> **What you have to do**
The expected output is an exact restatement of all the records.

> **Exercise material**
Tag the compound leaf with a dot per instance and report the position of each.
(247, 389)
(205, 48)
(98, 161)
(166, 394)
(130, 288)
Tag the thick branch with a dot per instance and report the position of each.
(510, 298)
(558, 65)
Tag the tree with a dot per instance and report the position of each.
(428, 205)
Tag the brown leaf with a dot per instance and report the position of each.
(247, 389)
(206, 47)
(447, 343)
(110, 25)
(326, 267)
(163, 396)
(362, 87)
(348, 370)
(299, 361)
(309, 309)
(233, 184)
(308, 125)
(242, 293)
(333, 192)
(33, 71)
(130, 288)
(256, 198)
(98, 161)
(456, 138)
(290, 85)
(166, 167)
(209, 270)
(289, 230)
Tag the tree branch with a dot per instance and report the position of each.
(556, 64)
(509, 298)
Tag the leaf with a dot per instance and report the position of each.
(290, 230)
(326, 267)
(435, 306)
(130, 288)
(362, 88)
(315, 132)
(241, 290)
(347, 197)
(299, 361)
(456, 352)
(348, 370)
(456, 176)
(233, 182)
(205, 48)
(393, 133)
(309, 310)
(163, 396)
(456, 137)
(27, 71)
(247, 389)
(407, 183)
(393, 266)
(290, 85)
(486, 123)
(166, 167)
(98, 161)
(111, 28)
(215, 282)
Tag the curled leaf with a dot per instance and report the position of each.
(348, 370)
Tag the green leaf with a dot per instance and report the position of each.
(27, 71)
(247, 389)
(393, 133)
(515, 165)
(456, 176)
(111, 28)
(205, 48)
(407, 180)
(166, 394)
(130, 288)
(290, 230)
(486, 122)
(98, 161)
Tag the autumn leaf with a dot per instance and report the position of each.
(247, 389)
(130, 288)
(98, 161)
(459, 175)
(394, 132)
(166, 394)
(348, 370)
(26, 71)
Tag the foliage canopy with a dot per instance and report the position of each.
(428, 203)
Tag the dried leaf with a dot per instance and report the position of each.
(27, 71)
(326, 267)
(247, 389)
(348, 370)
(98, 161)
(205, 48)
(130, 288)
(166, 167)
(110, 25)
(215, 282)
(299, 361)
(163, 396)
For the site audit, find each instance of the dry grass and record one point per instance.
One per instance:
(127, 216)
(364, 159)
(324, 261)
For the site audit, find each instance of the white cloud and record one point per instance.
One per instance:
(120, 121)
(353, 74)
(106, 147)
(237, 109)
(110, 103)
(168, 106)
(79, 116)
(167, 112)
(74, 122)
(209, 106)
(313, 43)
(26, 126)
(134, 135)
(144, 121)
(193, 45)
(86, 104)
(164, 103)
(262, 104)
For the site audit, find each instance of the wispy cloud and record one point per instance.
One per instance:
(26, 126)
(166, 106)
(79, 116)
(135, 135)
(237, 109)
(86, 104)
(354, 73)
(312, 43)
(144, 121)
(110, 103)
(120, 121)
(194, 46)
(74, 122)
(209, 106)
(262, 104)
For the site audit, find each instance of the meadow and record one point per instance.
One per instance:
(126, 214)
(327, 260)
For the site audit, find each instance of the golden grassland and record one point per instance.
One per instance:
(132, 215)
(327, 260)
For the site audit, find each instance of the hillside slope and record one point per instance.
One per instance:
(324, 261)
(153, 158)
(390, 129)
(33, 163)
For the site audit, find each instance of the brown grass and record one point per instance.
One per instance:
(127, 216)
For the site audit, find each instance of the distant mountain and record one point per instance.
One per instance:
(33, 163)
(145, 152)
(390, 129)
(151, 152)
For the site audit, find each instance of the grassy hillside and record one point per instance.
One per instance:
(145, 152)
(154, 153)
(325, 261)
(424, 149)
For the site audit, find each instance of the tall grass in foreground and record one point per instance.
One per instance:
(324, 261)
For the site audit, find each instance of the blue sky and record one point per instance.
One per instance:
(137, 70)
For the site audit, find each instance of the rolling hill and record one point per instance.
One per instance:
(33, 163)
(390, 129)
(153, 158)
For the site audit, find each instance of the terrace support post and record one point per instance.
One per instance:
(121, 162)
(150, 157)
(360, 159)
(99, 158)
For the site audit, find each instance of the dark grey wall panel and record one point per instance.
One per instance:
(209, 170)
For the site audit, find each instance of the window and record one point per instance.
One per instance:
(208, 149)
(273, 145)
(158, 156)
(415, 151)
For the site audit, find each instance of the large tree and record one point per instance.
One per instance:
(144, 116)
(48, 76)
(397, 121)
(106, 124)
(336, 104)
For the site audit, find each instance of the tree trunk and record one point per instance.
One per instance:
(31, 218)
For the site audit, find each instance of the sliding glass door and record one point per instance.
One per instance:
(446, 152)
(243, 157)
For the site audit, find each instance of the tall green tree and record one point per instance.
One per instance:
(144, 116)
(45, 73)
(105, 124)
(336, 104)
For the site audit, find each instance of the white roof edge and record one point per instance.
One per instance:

> **Reply to the task**
Tag the compound leaf with a dot per instance and report the position of each.
(247, 389)
(205, 48)
(98, 161)
(166, 394)
(130, 288)
Tag the thick branch with a dot per instance and report the position of each.
(510, 298)
(558, 65)
Tag the tree with a dot per instance and report the position of each.
(428, 205)
Tag the brown leaf with a dot per instance and report the position of each.
(247, 389)
(206, 47)
(447, 343)
(110, 25)
(326, 267)
(163, 396)
(362, 87)
(348, 370)
(299, 361)
(309, 309)
(233, 184)
(308, 125)
(242, 293)
(333, 192)
(33, 71)
(130, 288)
(256, 198)
(98, 161)
(456, 138)
(290, 85)
(166, 167)
(209, 270)
(289, 230)
Tag the tree branch with a dot per instance and report the position of each.
(556, 64)
(509, 298)
Tag the leaf with a dot per instance and report the position of each.
(290, 230)
(326, 267)
(435, 306)
(130, 288)
(362, 88)
(315, 132)
(241, 290)
(347, 197)
(299, 361)
(456, 352)
(348, 370)
(456, 176)
(233, 182)
(205, 48)
(393, 133)
(309, 310)
(163, 396)
(456, 137)
(27, 71)
(247, 389)
(407, 183)
(393, 266)
(290, 85)
(486, 123)
(166, 167)
(98, 161)
(111, 28)
(215, 282)
Tag the curled leaf with a dot per instance and report the position of each.
(348, 370)
Tag the green leaf with a dot per instance and report the position of each.
(27, 71)
(247, 389)
(393, 133)
(515, 165)
(456, 176)
(111, 28)
(205, 48)
(407, 180)
(166, 394)
(130, 288)
(290, 230)
(486, 122)
(98, 161)
Tag the autumn leaf with a dot per instance and report the position of each.
(247, 389)
(130, 288)
(98, 161)
(459, 175)
(394, 132)
(166, 394)
(348, 370)
(26, 71)
Tag the foliage canopy with a dot per instance and report the position of each.
(428, 203)
Tag the dried leaf with a dot per instance and report the position of each.
(27, 71)
(326, 267)
(247, 389)
(348, 370)
(98, 161)
(205, 48)
(130, 288)
(166, 167)
(110, 25)
(215, 282)
(299, 361)
(163, 396)
For the site audit, find each instance of the dry grass and record one point per instance.
One per instance:
(127, 216)
(364, 159)
(324, 261)
For the site audit, find each instance of the white cloud and record one point per instance.
One per instance:
(120, 121)
(353, 74)
(106, 147)
(237, 109)
(110, 103)
(168, 106)
(79, 116)
(167, 112)
(74, 122)
(209, 106)
(313, 43)
(26, 126)
(134, 135)
(144, 121)
(193, 45)
(86, 104)
(164, 103)
(262, 104)
For the site audit, find each instance of the wispy cloud and record one point per instance.
One per instance:
(26, 126)
(166, 106)
(79, 116)
(135, 135)
(237, 109)
(86, 104)
(354, 73)
(312, 43)
(144, 121)
(110, 103)
(120, 121)
(194, 46)
(74, 122)
(209, 106)
(262, 104)
For the site audit, find each instance of the meadow and record one point per instance.
One per instance:
(126, 214)
(327, 260)
For the site audit, find each instance of the golden grassland and record one point per instance.
One per instance:
(132, 215)
(327, 260)
For the site audit, find each instance of the hillside slope and record one point per instance.
One per instance:
(324, 261)
(153, 158)
(390, 129)
(33, 163)
For the site audit, find each instance of the brown grass and record one point per instance.
One per instance:
(127, 216)
For the site audit, find each instance of the distant mountain and record one point per instance.
One per instance:
(33, 163)
(145, 152)
(390, 129)
(151, 152)
For the site audit, find each instance of the grassy hillside and record one point per instance.
One per instance:
(145, 152)
(154, 153)
(325, 261)
(424, 149)
For the site audit, find each instance of the tall grass in foreground and record one point per instance.
One per instance:
(324, 261)
For the site audit, find each instance of the blue sky and record one point per instance.
One per instance:
(137, 70)
For the site audit, find each instance of the rolling hill and record one point per instance.
One per instance:
(33, 163)
(390, 129)
(153, 158)
For the site audit, find each instance of the terrace support post and record one point per instance.
One per instance:
(121, 162)
(150, 157)
(360, 159)
(99, 158)
For the site audit, find each instance of the dark grey wall panel and record one point per instance.
One per instance:
(209, 170)
For the site audit, find each instance of the window and record one point per instance.
One per instance:
(208, 149)
(273, 145)
(158, 156)
(415, 151)
For the site audit, find each instance of the large tree and record one point per instance.
One per instance:
(144, 116)
(48, 76)
(397, 121)
(106, 124)
(336, 104)
For the site audit, find each instance of the tree trunk and record one point per instance.
One per instance:
(31, 218)
For the site audit, find each instance of the sliding glass door and record one point per instance.
One per instance:
(446, 152)
(243, 157)
For the site audit, find each instance of the tall green tree and record one point per instance.
One per instance:
(144, 116)
(45, 73)
(105, 124)
(336, 104)
For the site audit, find each instance of the white roof edge and record one point per instance.
One per instance:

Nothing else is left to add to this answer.